[Data excerpts]
****************************************
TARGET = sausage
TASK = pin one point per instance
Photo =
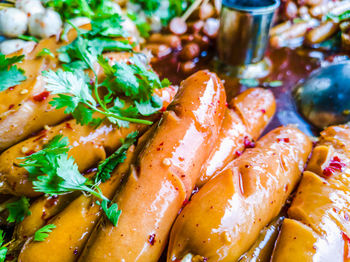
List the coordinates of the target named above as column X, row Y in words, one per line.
column 321, row 32
column 225, row 217
column 74, row 224
column 93, row 142
column 244, row 121
column 318, row 227
column 163, row 176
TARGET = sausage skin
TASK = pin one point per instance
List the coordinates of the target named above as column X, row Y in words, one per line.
column 164, row 175
column 225, row 217
column 248, row 115
column 93, row 142
column 318, row 227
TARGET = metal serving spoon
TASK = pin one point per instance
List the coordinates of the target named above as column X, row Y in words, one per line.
column 324, row 98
****************************************
What the task asks.
If the data includes images, skip them and copy every line exactly.

Finished exercise.
TARGET = sausage
TASK = pin one point per instance
Photo =
List the coordinates of the target named above as column X, row Y in words, one per line.
column 321, row 32
column 225, row 217
column 74, row 224
column 93, row 142
column 244, row 121
column 318, row 227
column 163, row 176
TARGET = sausage skin
TASK = pin one point per instance
List the coordinates of the target named above as column X, row Y in words, one per line.
column 164, row 175
column 225, row 217
column 248, row 115
column 93, row 142
column 318, row 227
TARGET = metal serving spoon
TASK = pin one point per instance
List the coordinates of the target named above as column X, row Y in words, one per line.
column 324, row 98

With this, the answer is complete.